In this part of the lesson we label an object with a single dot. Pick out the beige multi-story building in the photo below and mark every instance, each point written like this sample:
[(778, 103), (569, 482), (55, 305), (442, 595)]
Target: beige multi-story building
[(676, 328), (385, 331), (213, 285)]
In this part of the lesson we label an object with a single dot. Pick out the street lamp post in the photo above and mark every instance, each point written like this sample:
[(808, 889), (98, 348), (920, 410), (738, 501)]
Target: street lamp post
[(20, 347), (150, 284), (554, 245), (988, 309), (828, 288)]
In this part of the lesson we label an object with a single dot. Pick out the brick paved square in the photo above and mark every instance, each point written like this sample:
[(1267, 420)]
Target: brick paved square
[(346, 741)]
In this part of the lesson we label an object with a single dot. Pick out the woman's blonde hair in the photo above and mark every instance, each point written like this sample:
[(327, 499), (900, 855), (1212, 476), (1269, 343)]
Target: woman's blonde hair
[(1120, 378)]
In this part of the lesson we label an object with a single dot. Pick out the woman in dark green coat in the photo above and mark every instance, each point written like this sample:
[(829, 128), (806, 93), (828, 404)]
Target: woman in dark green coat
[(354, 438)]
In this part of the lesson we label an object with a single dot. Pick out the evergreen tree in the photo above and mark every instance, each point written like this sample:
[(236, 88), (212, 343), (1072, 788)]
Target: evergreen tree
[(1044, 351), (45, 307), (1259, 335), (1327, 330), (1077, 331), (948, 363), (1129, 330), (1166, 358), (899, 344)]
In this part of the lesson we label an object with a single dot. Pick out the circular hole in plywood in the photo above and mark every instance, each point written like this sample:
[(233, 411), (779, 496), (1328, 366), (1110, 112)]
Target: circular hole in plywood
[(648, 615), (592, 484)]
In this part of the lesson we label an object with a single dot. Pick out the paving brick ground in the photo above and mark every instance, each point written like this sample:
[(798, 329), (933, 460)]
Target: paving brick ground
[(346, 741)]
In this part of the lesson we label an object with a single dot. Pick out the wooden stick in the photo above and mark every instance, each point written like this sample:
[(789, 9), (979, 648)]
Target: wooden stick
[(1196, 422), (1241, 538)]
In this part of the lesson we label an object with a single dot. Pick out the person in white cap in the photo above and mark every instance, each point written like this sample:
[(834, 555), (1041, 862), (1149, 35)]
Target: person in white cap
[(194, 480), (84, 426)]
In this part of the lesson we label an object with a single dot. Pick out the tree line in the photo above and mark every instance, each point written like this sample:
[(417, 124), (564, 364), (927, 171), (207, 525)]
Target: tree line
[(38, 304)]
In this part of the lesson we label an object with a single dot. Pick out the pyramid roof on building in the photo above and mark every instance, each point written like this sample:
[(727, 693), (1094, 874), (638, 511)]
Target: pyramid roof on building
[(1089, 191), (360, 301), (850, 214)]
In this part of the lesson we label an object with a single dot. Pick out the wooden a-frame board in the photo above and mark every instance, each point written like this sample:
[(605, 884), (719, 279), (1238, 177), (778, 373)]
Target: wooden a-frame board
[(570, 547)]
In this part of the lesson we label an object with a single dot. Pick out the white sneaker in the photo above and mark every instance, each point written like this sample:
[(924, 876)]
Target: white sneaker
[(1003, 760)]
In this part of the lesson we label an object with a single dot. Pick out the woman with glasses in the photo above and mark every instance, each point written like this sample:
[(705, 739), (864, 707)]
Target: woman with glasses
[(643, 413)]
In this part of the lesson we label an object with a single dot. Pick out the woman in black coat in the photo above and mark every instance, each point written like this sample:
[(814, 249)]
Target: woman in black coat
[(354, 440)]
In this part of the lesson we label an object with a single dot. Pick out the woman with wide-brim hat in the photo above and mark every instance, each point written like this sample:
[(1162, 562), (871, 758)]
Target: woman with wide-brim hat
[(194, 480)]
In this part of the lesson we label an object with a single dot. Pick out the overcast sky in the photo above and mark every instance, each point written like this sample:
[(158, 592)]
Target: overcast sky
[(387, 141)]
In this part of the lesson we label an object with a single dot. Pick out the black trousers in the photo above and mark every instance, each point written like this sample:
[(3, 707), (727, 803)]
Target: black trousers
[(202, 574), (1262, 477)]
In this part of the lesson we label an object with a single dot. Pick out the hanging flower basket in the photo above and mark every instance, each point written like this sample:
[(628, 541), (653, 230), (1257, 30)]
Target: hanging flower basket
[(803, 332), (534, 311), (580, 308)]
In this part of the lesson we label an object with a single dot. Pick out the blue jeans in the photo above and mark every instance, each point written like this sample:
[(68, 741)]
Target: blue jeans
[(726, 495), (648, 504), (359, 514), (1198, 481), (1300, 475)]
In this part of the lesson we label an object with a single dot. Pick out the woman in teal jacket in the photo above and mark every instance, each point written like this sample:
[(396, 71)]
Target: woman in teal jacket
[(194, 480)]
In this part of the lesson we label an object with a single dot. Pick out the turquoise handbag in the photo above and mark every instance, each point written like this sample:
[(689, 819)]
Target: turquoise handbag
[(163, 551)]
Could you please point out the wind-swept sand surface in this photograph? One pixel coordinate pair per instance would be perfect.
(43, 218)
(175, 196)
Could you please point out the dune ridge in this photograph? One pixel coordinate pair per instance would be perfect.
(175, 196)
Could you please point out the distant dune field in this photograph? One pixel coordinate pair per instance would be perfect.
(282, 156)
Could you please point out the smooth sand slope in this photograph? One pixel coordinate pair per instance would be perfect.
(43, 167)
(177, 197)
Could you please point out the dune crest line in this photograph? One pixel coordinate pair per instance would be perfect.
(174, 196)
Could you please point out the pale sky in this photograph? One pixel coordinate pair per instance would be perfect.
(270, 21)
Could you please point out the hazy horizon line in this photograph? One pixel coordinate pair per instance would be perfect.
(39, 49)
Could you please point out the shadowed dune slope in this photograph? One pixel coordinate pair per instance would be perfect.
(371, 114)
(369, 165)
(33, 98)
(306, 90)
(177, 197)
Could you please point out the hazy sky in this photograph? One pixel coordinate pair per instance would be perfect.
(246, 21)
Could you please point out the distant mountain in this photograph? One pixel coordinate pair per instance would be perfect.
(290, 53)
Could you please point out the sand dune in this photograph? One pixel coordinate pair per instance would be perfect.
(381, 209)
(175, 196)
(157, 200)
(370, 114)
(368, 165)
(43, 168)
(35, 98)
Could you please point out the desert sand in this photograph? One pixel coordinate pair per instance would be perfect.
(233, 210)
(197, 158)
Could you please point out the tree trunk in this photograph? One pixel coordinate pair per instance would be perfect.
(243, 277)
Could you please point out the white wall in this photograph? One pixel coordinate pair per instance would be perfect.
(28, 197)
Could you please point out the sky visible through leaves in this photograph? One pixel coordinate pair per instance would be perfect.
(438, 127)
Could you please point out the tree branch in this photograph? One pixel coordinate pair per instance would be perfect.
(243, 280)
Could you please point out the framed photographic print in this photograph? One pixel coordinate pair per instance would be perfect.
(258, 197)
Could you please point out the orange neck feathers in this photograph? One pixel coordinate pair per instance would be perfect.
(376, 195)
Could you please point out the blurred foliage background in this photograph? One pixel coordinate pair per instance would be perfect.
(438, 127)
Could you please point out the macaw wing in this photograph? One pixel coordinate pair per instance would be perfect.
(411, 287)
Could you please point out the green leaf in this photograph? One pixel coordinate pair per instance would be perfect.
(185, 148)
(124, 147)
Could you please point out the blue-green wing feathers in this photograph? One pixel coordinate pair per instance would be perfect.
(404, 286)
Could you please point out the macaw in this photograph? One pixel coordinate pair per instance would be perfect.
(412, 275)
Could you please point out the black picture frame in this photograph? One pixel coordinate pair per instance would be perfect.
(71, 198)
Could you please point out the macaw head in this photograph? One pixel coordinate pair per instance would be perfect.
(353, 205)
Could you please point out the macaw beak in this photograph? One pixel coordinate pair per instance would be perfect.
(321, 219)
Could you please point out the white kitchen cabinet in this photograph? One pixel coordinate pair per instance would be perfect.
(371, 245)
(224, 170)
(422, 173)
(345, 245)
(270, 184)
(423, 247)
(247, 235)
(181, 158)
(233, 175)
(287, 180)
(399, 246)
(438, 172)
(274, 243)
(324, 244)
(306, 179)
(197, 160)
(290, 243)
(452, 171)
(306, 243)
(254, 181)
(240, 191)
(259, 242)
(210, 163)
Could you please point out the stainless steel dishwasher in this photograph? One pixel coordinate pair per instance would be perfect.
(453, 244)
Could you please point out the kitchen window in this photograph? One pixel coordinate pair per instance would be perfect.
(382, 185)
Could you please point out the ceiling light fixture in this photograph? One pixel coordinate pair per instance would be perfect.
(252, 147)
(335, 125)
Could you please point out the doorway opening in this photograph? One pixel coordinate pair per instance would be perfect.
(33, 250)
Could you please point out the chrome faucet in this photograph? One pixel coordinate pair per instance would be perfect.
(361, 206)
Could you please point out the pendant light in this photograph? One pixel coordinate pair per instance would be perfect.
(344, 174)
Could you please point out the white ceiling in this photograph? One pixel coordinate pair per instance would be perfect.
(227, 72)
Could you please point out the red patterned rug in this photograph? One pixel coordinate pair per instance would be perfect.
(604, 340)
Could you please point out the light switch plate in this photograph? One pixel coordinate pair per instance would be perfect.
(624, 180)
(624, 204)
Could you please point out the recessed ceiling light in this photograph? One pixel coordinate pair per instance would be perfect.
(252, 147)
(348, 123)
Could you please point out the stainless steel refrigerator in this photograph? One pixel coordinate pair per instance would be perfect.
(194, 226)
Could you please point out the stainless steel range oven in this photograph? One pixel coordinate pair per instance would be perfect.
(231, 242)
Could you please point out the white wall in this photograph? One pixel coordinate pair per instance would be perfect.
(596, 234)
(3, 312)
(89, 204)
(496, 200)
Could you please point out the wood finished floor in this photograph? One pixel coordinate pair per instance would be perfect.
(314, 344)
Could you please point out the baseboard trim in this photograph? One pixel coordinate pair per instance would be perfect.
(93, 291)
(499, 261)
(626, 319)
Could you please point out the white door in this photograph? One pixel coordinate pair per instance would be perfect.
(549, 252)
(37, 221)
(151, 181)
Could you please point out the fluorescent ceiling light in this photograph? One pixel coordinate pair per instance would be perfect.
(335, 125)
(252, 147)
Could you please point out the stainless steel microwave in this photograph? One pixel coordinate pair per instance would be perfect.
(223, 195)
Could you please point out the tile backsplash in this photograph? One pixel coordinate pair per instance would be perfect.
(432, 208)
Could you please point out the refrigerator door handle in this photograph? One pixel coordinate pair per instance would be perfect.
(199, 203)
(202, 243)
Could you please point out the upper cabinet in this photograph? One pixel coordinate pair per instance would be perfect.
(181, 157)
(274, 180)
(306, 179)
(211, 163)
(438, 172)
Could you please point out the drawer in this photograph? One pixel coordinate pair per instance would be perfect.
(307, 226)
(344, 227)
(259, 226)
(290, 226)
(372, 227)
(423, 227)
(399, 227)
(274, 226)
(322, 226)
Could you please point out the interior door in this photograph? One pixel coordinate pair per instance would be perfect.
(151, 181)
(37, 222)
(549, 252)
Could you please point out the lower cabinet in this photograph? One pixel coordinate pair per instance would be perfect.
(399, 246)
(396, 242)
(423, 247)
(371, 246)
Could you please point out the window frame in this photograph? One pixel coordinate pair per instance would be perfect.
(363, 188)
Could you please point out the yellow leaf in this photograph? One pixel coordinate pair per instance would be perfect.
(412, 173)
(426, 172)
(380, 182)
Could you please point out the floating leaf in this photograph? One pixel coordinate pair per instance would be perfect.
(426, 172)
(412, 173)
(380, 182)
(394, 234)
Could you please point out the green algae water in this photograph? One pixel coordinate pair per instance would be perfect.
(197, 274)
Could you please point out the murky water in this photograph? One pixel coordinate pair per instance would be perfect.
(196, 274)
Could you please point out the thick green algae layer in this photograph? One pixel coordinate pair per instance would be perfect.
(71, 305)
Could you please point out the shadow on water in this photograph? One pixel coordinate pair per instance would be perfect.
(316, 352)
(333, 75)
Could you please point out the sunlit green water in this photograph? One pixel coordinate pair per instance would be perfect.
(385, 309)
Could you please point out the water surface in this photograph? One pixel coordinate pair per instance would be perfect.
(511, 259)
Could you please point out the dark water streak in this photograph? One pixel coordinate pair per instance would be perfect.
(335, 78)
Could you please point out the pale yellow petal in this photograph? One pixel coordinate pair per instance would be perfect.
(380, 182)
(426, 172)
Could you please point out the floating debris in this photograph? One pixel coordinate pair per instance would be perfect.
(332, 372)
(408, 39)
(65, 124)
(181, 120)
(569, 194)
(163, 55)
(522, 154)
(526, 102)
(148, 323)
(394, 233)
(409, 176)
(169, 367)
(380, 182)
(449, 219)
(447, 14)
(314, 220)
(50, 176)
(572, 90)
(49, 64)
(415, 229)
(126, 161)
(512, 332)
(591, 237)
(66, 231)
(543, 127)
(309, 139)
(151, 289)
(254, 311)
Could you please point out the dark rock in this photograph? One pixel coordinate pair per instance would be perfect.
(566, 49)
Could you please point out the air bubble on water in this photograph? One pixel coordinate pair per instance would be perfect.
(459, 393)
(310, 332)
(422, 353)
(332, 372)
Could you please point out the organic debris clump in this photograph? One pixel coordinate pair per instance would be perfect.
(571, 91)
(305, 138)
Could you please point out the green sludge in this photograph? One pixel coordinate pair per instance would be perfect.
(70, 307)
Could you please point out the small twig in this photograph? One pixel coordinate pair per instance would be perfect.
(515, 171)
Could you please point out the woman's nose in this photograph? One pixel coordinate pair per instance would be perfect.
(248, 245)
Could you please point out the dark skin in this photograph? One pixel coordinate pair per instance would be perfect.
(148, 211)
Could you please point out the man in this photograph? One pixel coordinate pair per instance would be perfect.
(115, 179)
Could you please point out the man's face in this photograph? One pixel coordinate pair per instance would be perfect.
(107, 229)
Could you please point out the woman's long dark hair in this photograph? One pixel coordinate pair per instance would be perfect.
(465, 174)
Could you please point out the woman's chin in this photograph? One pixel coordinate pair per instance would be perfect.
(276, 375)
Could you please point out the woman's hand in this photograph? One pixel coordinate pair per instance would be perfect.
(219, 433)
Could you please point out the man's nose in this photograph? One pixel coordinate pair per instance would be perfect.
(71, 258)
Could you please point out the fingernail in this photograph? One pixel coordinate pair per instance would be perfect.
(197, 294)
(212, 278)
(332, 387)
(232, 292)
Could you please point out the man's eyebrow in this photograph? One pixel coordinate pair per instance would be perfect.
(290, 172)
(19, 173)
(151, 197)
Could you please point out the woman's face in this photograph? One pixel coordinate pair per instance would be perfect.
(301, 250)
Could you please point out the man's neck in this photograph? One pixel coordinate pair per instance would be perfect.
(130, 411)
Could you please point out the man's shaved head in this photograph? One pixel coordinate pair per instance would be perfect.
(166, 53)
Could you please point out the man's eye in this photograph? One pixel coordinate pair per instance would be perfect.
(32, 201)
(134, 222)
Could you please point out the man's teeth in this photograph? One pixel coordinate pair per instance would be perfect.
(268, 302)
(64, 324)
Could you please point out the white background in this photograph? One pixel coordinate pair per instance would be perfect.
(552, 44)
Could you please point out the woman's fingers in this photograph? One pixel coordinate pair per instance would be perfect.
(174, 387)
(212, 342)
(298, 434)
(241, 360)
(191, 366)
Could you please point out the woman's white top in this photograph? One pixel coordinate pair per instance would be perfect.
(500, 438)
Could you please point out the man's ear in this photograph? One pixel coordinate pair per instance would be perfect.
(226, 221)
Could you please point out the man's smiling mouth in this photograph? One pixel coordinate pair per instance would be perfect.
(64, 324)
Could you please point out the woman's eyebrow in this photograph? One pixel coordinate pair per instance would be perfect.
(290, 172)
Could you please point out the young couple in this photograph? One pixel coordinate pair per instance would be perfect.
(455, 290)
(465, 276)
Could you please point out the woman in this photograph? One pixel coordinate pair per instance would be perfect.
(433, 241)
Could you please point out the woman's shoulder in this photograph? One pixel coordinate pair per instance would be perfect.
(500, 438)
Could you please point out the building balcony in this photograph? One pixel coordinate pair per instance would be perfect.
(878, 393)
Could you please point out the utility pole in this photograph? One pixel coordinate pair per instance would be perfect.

*-*-*

> _WHAT YOU SHOULD DO_: Keeping every character as it is, restate the lines above that run from the line with "[(798, 329), (933, 460)]" through the line with "[(789, 9), (979, 648)]", both included, and nothing else.

> _OUTPUT_:
[(798, 329), (933, 460)]
Target: paving brick ground
[(346, 741)]
In this part of the lesson we label an object with a single dot. Pick out the wooden stick in the photo above and mark every instance, each point written like this sample:
[(789, 9), (979, 648)]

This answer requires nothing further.